La première libération (tardive) a été l'entrée dans la vie professionnelle, qui a signifié indépendance financière et perspectives à plus long terme. Également libérateur, le départ de Paris, car j'ai senti que cette ville trop codifiée ne me conviendrait pas (erreur de jugement?).
 
Enfin, avec le temps, quand les fissures sont devenues plus béantes, et que certains masques trop lourds à porter ont pu être enlevés, certaines relations plus authentiques ont pu être nouées... L'époque y est aussi pour beaucoup, qui multiplie les remises en cause et incite à relativiser nos certitudes. Les codes sont déconstruits de l'extérieur, par la société elle-même, mais de l'intérieur aussi, car toute personne intelligente voit bien qu'ils ne sont précisément que des codes, des cadres douteux inadaptés aux préférences individuelles. Cet évanouissement de la norme est source d'une immense confusion, mais aussi le moyen d'un affranchissement personnel, pour autant que nous puissions/voulions jamais être tout à fait libres. 

mercredi 18 août 2021

La lampe merveilleuse

Je lis pour la première fois l'histoire d'Aladdin dans la traduction de Galland. J'avais commencé l'intégrale des Mille et une nuits (dans cette traduction), mais le livre trop lourd m'était tombé des mains. "C'est ennuyeux", se souvient Della Rovere.
Sans doute faut-il le lire par petits morceaux, ou ne pas en avoir les attentes préconçues par la littérature moderne d'une intrigue logique, ou d'une "morale" compréhensible. Dans l'Histoire d'Aladdin, il n'est nulle part expliqué pourquoi le magicien choisit Aladdin pour aller chercher la lampe, et lui-même ne s'encombre d'aucun questionnement inutile. Quand l'histoire semble terminée surgit un frère cadet du magicien qui prolonge l'intrigue d'un tiers sans apporter grand chose. De tels "développements" seraient immanquablement coupés dans notre littérature efficace et rationnelle (peu d'auteurs ont rompu avec cette économie de moyens, sauf Proust peut-être, ou Nerval). Mais d'autres intrigues potentielles sont survolées qui auraient contribué à de fascinantes histoires: par exemple, Aladdin dispose aussi d'une bague magique (dont il se sert à peine!), et le conte révèle la présence de deux génies, celui de la lampe merveilleuse, et celui de la bague. A un moment, le génie de la bague explique qu'il ne peut s'opposer aux réalisations du génie de la lampe. Quelle aventure aurait-on pu construire sur  la coexistence des deux génies ! Mais aussi, quelle inépuisable réserve de rêves !

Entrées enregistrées
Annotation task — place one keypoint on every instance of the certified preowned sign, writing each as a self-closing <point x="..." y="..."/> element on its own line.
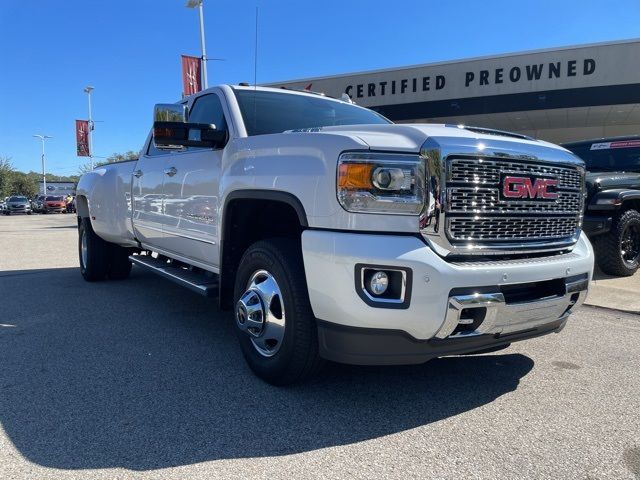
<point x="571" y="68"/>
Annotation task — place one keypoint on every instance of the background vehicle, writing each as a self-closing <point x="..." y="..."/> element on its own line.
<point x="17" y="204"/>
<point x="37" y="204"/>
<point x="54" y="203"/>
<point x="612" y="218"/>
<point x="335" y="234"/>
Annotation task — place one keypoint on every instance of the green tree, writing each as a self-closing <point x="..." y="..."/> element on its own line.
<point x="21" y="184"/>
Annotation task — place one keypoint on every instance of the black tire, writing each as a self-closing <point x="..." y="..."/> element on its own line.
<point x="612" y="254"/>
<point x="297" y="357"/>
<point x="95" y="267"/>
<point x="119" y="264"/>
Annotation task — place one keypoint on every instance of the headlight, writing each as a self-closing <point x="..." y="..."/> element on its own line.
<point x="381" y="183"/>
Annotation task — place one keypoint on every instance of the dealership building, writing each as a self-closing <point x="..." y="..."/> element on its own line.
<point x="559" y="95"/>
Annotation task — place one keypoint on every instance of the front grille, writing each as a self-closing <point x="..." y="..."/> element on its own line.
<point x="487" y="171"/>
<point x="511" y="228"/>
<point x="477" y="212"/>
<point x="487" y="200"/>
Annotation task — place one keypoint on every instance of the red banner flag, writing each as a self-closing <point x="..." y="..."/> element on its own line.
<point x="82" y="138"/>
<point x="191" y="74"/>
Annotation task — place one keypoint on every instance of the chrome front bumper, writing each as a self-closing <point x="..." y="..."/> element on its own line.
<point x="492" y="314"/>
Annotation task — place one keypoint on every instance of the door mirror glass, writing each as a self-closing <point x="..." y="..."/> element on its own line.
<point x="172" y="131"/>
<point x="170" y="112"/>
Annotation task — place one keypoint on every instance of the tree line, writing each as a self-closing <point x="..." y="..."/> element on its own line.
<point x="15" y="182"/>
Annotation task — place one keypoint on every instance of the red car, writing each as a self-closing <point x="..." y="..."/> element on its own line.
<point x="54" y="204"/>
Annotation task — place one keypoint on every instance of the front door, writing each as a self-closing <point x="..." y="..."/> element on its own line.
<point x="191" y="201"/>
<point x="147" y="195"/>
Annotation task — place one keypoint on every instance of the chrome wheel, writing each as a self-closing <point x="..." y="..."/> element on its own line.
<point x="260" y="313"/>
<point x="83" y="249"/>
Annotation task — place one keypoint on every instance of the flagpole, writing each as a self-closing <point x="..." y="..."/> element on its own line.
<point x="204" y="49"/>
<point x="44" y="175"/>
<point x="90" y="125"/>
<point x="199" y="4"/>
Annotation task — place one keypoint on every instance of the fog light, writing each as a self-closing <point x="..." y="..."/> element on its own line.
<point x="379" y="283"/>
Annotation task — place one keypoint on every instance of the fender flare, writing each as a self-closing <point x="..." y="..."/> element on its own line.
<point x="251" y="194"/>
<point x="273" y="195"/>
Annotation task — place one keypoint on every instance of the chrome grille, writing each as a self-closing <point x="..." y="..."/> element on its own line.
<point x="510" y="228"/>
<point x="487" y="200"/>
<point x="487" y="171"/>
<point x="477" y="212"/>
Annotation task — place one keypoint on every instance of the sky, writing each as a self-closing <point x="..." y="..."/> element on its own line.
<point x="129" y="50"/>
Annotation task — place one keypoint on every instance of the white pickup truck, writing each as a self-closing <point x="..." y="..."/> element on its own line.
<point x="335" y="234"/>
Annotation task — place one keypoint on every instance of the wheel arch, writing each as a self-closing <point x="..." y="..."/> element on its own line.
<point x="82" y="206"/>
<point x="249" y="216"/>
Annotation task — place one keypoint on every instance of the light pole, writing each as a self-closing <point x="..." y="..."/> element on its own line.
<point x="198" y="4"/>
<point x="44" y="175"/>
<point x="88" y="91"/>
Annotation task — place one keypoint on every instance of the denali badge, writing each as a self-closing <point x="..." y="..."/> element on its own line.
<point x="526" y="187"/>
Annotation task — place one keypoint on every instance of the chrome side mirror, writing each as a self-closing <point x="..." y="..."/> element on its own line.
<point x="170" y="112"/>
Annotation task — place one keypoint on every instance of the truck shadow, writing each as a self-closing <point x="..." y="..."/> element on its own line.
<point x="142" y="374"/>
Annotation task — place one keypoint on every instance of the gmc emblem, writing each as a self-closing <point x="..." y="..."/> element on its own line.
<point x="525" y="187"/>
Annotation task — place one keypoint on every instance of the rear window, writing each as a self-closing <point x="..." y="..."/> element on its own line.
<point x="621" y="155"/>
<point x="266" y="112"/>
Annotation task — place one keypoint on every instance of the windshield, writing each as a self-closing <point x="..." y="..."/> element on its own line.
<point x="273" y="112"/>
<point x="623" y="155"/>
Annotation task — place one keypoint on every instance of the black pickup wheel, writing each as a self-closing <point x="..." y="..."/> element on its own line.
<point x="618" y="252"/>
<point x="92" y="251"/>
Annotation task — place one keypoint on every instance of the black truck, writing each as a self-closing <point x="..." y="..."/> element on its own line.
<point x="612" y="216"/>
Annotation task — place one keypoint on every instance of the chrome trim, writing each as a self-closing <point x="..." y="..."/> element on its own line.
<point x="436" y="152"/>
<point x="504" y="318"/>
<point x="189" y="237"/>
<point x="181" y="258"/>
<point x="403" y="289"/>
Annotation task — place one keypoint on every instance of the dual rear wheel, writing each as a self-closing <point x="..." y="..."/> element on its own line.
<point x="274" y="322"/>
<point x="99" y="258"/>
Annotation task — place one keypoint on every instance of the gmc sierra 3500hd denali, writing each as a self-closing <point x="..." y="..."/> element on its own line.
<point x="334" y="234"/>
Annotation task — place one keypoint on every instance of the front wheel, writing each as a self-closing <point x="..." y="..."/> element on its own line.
<point x="618" y="252"/>
<point x="274" y="321"/>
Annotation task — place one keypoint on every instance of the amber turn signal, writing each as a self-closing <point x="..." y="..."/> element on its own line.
<point x="355" y="176"/>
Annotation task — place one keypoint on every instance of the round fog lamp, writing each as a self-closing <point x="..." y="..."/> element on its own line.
<point x="379" y="283"/>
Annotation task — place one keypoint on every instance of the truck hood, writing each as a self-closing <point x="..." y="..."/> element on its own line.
<point x="409" y="138"/>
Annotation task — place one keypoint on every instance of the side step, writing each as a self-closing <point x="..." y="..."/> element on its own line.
<point x="199" y="282"/>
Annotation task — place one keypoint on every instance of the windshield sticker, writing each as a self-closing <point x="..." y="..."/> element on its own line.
<point x="619" y="144"/>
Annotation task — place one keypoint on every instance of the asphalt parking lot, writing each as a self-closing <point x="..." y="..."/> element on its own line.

• Consigne
Recopiez fidèlement l'extrait de page, de "La première libération" à "(erreur de jugement?).".

• Résultat
La première libération (tardive) a été l'entrée dans la vie professionnelle, qui a signifié indépendance financière et perspectives à plus long terme. Également libérateur, le départ de Paris, car j'ai senti que cette ville trop codifiée ne me conviendrait pas (erreur de jugement?).